Write out all of the data without omission, exactly as shown.

» **INPUT FOR THIS TASK**
..........
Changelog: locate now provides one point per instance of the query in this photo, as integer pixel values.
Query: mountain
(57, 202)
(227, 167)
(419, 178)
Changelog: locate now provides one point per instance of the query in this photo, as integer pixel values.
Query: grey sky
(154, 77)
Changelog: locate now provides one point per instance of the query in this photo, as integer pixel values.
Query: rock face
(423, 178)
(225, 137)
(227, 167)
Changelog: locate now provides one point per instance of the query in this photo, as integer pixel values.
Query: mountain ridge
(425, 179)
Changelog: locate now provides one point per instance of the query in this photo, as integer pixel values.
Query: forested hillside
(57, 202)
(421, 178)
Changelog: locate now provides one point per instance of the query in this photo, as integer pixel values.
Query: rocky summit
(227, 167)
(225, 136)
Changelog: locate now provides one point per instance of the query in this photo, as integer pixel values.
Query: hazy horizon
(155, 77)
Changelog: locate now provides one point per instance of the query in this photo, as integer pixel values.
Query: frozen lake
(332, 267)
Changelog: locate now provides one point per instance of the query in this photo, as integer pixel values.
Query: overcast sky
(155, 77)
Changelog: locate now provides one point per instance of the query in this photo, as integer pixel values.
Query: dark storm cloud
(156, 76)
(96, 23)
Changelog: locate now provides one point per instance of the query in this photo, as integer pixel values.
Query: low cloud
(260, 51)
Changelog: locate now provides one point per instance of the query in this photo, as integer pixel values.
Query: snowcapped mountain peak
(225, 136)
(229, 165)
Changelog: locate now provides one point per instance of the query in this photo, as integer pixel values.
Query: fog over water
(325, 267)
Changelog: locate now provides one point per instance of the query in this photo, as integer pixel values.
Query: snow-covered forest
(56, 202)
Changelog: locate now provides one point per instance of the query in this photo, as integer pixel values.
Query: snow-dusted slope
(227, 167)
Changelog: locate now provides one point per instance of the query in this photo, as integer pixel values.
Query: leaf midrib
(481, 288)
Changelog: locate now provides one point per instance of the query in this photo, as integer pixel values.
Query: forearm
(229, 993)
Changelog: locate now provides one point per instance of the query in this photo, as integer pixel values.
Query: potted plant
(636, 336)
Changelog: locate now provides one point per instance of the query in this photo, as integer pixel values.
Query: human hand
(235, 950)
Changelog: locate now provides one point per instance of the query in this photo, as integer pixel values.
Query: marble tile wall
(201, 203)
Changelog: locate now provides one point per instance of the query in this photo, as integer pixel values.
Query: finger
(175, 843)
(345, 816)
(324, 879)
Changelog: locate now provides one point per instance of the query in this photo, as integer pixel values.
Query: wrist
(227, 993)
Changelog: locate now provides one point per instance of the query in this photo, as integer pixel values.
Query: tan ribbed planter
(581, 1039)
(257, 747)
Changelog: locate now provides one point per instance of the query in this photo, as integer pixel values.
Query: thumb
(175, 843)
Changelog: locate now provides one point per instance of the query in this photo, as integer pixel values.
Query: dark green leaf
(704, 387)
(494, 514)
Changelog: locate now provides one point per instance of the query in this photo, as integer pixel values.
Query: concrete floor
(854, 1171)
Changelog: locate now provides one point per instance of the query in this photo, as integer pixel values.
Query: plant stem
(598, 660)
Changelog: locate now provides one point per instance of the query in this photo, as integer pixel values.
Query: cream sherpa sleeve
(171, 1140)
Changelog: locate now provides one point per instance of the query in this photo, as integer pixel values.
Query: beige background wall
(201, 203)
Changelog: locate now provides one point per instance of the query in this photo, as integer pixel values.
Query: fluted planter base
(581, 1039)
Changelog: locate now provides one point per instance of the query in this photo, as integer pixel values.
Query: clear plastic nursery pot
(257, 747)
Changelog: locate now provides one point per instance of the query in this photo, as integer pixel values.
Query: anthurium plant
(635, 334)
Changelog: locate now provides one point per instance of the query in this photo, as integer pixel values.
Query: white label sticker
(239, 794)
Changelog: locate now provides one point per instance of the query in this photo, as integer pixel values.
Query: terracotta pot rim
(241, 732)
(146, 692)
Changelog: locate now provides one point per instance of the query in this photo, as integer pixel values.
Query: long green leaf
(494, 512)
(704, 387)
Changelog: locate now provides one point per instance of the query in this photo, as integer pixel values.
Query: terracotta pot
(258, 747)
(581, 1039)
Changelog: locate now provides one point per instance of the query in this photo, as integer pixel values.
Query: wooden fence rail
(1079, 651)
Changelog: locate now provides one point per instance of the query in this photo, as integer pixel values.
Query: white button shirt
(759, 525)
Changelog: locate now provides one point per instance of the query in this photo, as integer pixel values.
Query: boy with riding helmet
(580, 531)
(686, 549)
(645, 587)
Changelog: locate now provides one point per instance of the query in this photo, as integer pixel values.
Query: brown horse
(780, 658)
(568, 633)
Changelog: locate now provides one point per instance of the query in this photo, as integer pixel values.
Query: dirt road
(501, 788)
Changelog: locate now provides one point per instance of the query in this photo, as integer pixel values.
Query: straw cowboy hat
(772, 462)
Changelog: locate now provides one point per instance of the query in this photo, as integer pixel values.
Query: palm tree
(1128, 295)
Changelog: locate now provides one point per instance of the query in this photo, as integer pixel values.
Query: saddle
..........
» **THE ANSWER**
Changelog: locate now provides one point per instance of the query in this photo, as integer pixel values.
Query: mountain
(57, 202)
(227, 167)
(419, 178)
Changelog: locate now provides one point per instance of the query in this photo, as integer pixel values.
Query: grey sky
(154, 77)
Changelog: locate now provides one point per instance of the query in this photo, as integer pixel values.
Query: rock face
(423, 178)
(225, 137)
(227, 167)
Changelog: locate now provides one point per instance of the query in this photo, as integer pixel values.
Query: mountain ridge
(425, 179)
Changelog: locate now provides one point per instance of the query in this photo, as integer pixel values.
Query: forested hillside
(57, 202)
(421, 178)
Changelog: locate now provides one point per instance of the query in this photo, as integer pixel values.
Query: rocky summit
(227, 167)
(225, 136)
Changelog: locate now provides one point per instance of the query in this photo, as integer pixel values.
Query: hazy horizon
(155, 77)
Changelog: locate now provides one point per instance of the query in this photo, as integer pixel values.
Query: frozen lake
(332, 267)
Changelog: locate now provides one point per instance of the query in this photo, as integer pixel values.
Query: overcast sky
(155, 77)
Changelog: locate now provides one point per instance of the query in this photo, as integer pixel values.
Query: dark storm cloud
(156, 76)
(96, 23)
Changelog: locate now provides one point per instance of the query in this photo, as integer pixel values.
Query: low cloud
(260, 51)
Changelog: locate now provides one point per instance of the query in this photo, as integer pixel values.
Query: snowcapped mountain peak
(225, 136)
(229, 165)
Changelog: locate now provides one point per instance of the query in this photo, as integer pixel values.
Query: fog over water
(325, 267)
Changelog: locate now provides one point per instance of the query in this photo, as integer pixel values.
Query: snow-covered forest
(56, 202)
Changelog: locate now provides one point per instance of the query in this photo, as integer pixel values.
Query: snow-dusted slope
(227, 167)
Changelog: locate now provides one point per instance of the query in this photo, as integer pixel values.
Query: leaf midrib
(481, 288)
Changelog: locate now provides one point per instance of the query in this photo, as integer pixel values.
Query: forearm
(229, 993)
Changelog: locate now provides one point per instance of the query in this photo, as integer pixel values.
Query: potted plant
(636, 336)
Changelog: locate now provides one point per instance of the query in this photo, as integer pixel values.
Query: human hand
(235, 950)
Changelog: locate now provides one point per instance of the query in this photo, as integer pixel values.
Query: marble tile wall
(201, 203)
Changelog: locate now provides one point per instance of the query in this photo, as integer pixel values.
Query: finger
(175, 843)
(345, 816)
(324, 879)
Changelog: locate now provides one point per instance of the query in this photo, as integer pixel values.
Query: wrist
(227, 993)
Changelog: locate now provides one point per instance of the query in this photo, as integer pixel values.
Query: tan ribbed planter
(581, 1039)
(257, 747)
Changelog: locate now provides one point per instance of the query in this photo, as integer pixel values.
Query: thumb
(175, 843)
Changelog: locate now provides one point per instance of the query in this photo, as integer pixel values.
Query: dark green leaf
(704, 387)
(494, 514)
Changelog: locate now provides one point per instance of the query in this photo, as integer pixel values.
Query: concrete floor
(854, 1171)
Changelog: locate now provides one point per instance of the query in this photo, as integer pixel values.
Query: plant stem
(598, 660)
Changelog: locate now provides one point per instance of the query in this photo, as integer pixel values.
Query: cream sherpa sleeve
(171, 1140)
Changelog: locate now provides one point per instance of the query in this photo, as integer pixel values.
Query: beige background wall
(201, 203)
Changelog: locate now provides one point per instance of the query in this photo, as integer pixel values.
Query: fluted planter base
(581, 1039)
Changelog: locate now provides one point per instance of the query in this photo, as integer pixel values.
Query: clear plastic nursery pot
(257, 747)
Changelog: locate now provides one point per instance of the query in this photo, as integer pixel values.
Query: anthurium plant
(635, 334)
Changelog: locate now provides one point per instance of the query in this photo, as integer pixel values.
Query: white label sticker
(239, 794)
Changelog: locate now provides one point per instance of the query in this photo, as integer pixel values.
Query: terracotta pot rim
(241, 732)
(146, 692)
Changelog: locate now provides one point per instance of the query in this photo, as integer pixel values.
Query: long green leaf
(494, 512)
(704, 387)
Changelog: locate now provides one point per instance of the query in this photo, as integer pixel values.
Query: terracotta pot
(258, 747)
(581, 1039)
Changelog: locate now provides one point per instance of the query in this photo, as integer pixel values.
Query: wooden fence rail
(1079, 651)
Changelog: locate now provides one point per instance of the query in this photo, as integer pixel values.
Query: white button shirt
(759, 525)
Changelog: locate now provides one point per instance of the query in this photo, as integer pixel values.
Query: boy with riding helmet
(580, 531)
(686, 549)
(645, 587)
Changelog: locate now provides one point per instance of the query in this photo, as integer pixel values.
Query: brown horse
(780, 658)
(568, 633)
Changelog: locate now provides one point per instance of the query in this photo, as integer pixel values.
Query: dirt road
(501, 788)
Changelog: locate now provides one point per instance of the query in this photo, as integer pixel values.
Query: straw cowboy hat
(772, 462)
Changelog: locate now provides one point per instance of the query in this photo, as integer pixel values.
Query: palm tree
(1128, 295)
Changelog: locate now provides one point per instance of the query in this photo, as integer pixel values.
Query: saddle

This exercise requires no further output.